Beginning with the line containing "[indicate] the t-shirt" and ending with the last line of the records, set down every line exactly.
— Begin Stored records —
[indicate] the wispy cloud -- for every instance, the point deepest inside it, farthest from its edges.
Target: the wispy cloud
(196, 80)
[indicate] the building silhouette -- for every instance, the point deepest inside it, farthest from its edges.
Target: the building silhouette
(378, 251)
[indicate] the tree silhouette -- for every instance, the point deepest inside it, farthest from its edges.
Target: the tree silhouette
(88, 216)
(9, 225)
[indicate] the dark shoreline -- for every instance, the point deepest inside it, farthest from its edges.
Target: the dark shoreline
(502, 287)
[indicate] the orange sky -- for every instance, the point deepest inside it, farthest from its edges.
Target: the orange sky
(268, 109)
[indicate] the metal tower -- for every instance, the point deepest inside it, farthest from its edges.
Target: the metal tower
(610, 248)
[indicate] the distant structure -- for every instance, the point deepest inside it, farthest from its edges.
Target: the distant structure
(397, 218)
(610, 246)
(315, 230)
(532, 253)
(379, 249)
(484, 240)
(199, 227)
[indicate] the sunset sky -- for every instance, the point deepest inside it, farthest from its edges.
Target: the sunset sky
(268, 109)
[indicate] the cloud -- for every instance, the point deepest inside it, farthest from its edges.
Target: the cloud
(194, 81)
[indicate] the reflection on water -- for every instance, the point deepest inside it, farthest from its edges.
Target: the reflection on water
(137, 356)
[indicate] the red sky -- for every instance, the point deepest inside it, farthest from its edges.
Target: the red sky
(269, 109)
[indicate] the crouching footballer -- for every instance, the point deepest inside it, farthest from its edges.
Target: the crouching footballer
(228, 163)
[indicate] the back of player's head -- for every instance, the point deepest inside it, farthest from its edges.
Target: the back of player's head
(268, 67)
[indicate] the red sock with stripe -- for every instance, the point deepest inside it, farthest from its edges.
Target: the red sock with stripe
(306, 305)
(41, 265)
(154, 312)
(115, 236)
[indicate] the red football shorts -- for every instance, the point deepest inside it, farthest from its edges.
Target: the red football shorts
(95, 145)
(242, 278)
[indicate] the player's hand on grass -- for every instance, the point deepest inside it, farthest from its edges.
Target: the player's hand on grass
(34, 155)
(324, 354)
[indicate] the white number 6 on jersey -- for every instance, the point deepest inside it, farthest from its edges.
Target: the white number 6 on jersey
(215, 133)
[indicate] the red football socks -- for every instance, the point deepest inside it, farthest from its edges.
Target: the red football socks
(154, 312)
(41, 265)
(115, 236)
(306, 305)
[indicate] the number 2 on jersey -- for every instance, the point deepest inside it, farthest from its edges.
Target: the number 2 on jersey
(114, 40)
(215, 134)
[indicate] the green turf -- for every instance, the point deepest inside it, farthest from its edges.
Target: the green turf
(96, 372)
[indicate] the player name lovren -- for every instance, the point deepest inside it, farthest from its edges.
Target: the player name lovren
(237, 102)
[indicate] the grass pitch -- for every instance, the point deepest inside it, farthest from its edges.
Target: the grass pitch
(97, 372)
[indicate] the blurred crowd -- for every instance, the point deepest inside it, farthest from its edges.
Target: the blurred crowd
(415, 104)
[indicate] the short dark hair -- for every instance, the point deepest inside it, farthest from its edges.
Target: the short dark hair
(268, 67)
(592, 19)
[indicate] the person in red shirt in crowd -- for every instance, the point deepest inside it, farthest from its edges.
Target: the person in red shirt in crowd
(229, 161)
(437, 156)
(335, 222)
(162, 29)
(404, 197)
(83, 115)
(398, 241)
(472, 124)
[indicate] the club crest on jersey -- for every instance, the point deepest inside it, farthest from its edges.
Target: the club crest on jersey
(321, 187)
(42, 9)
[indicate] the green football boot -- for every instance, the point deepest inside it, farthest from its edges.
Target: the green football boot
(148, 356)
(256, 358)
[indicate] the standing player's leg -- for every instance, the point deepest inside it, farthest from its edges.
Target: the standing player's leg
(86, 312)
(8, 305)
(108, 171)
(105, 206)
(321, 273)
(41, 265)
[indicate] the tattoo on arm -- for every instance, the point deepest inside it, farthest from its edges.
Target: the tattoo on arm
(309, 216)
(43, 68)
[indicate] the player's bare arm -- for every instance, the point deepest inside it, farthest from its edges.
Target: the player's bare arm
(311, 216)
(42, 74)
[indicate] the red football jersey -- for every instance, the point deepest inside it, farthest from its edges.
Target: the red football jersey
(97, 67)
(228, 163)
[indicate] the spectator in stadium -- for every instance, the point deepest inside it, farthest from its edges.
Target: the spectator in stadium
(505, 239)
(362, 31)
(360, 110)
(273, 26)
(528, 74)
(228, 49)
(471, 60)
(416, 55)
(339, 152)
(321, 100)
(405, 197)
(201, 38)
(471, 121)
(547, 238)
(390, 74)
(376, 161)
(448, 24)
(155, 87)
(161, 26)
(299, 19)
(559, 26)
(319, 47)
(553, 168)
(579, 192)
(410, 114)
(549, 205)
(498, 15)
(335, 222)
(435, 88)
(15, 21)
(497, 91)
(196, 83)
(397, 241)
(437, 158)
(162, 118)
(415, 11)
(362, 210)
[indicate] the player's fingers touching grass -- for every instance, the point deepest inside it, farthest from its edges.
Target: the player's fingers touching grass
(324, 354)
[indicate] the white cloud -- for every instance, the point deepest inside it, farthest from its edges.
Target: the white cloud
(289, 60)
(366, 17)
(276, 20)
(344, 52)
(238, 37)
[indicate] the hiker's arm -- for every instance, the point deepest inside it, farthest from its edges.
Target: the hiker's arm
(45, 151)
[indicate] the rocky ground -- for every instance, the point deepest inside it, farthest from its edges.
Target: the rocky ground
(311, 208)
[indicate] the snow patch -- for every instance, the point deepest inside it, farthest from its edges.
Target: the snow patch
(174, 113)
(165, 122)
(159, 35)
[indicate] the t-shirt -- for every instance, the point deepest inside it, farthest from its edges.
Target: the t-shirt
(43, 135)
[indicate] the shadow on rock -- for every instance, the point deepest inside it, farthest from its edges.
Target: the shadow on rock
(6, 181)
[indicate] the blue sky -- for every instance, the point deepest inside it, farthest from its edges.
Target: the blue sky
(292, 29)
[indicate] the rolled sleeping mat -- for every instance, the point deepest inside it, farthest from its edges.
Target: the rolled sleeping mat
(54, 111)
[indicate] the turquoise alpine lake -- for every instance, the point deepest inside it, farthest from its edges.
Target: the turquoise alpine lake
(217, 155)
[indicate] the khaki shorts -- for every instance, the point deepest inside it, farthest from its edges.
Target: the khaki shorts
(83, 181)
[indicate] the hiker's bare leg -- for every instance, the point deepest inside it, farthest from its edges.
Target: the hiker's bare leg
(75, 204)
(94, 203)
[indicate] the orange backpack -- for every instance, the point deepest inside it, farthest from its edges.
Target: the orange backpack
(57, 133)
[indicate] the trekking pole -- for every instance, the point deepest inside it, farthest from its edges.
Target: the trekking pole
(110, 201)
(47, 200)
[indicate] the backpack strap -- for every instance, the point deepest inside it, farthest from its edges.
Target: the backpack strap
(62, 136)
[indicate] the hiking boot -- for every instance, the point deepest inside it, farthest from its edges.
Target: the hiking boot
— End Stored records —
> **Response to this task**
[indicate] the t-shirt -- for every instance, the point deepest inside it, farthest from its edges.
Target: the t-shirt
(43, 135)
[indicate] the shadow on rock -- for every instance, the point deepest inside it, farthest from its edges.
Target: the shadow on rock
(6, 181)
[indicate] the blue sky -- for every instance, the point deepest inside it, farthest from its edges.
Target: the blue sky
(292, 29)
[indicate] the rolled sleeping mat -- for every instance, the point deepest inside it, farthest from its edges.
Target: the rolled sleeping mat
(54, 111)
[indicate] the turquoise alpine lake -- for every instance, the point deepest inside it, farthest from its edges.
Target: the turquoise alpine lake
(217, 155)
[indicate] the khaki shorts -- for every instance, the point deepest inside it, farthest from its edges.
Target: the khaki shorts
(83, 181)
[indicate] the hiker's bare leg -- for every instance, the point deepest inside it, farthest from its edges.
Target: the hiker's bare leg
(75, 204)
(94, 203)
[indicate] the orange backpack -- for every instance, the point deepest inside it, farthest from its edges.
Target: the orange backpack
(57, 133)
[indicate] the trekking pole -- for every instance, the point deepest inside it, farthest from its edges.
Target: the trekking pole
(110, 201)
(47, 200)
[indicate] the backpack strap -- for every instance, the point deepest inside it, farthest from its edges.
Target: the backpack strap
(62, 136)
[indicate] the hiking boot -- for every instance, the point deepest inside it, farthest from its edges.
Target: the hiking boot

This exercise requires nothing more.